(Things to do):
1/ Update the makeup seller thread starting at the words "I buy all of" and ending after "quickly. Highly recommended.", replacing "pigments" with "eyeshadows".
2/ Write what comes next in the forum thread about makeup sellers, picking up where it stops.

(Text extract):
=-=-=-=-=

Does anyone have recs for a seller with empty Mac palettes?


----------



## VenusGoddess (Jan 1, 2006)

I buy all of my pigments from tru_colour. They are a little more inexpensive, the shipping reasonable and all of their "samples" are .5 tsp as opposed to the usual .25 tsp.

They've always shipped my stuff very quickly. Highly recommended.


----------



## FairyRave (Jan 10, 2006)

I highly recommend ebay user: yojudidoll

She sells some really cheap yet high quality makeup. Her shipping is really fair, and my items always get to me super fas t


----------



## speerrituall1 (Jan 28, 2006)

MAC--*Hightrends_4u* Excellent seller, good prices.


----------



## LindaA (Jan 28, 2006)

Beware of *worldwidemakeup*. Huge thread about her used to be on Swaptawk, but was pulled. Alledgedly, she sold makeup on eBay that she had gotten as swaps, but told her swap partners had never been received.

=-=-=-=-=

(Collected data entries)
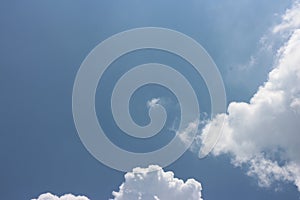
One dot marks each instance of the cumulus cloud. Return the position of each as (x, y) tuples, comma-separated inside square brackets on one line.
[(263, 135), (153, 102), (49, 196), (153, 183)]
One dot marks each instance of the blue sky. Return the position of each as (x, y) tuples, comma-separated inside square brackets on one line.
[(43, 44)]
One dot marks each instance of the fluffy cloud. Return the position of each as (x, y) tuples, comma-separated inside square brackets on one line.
[(153, 183), (48, 196), (264, 134)]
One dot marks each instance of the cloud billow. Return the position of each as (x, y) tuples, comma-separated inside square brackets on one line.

=-=-=-=-=

(Final answers):
1/
I buy all of my eyeshadows from tru_colour. They are a little more inexpensive, the shipping reasonable and all of their "samples" are .5 tsp as opposed to the usual .25 tsp.

They've always shipped my stuff very quickly. Highly recommended.

2/
----------



## Laura (Jan 28, 2006)

Thanks for the heads up Linda. I remember seeing that thread actually..


----------



## OverallBeauty (Feb 1, 2006)

I really dig mineral makeup so my favorite are:

*stillwaterlee &lt;-- she offers private label as well*

*taylor_made_accessories2005*

*herbalbasicsmakeup*

I been lucky so far not to run into any bad buyers or sellers.. I did buy a mac

shadow and wasn't carzy about the color but the seller was honest in all her

dealings about it. I sell on eBay and what they say about watching out for fake products so true!!

Hint: look for misspelling and you might find a few great deals on whatever your looking for.. I got a ib mineral cause she misspelled the name of it. Saved myself alot of money on that one!


----------



## Lindabear (Feb 5, 2006)

has anyone ever bought anything from the seller evalueville her fb are really bad, but i still risked it to order my brush from her. she left me fb but she never email to tell me she sent my product, i think i email her once and she never replied. but i guess it would take a couple days for her to send out her stuff cause she selling lots of stuff everyday so i just waited. after 1 week i just got my brushie.


----------



## Never2muchMU (Feb 5, 2006)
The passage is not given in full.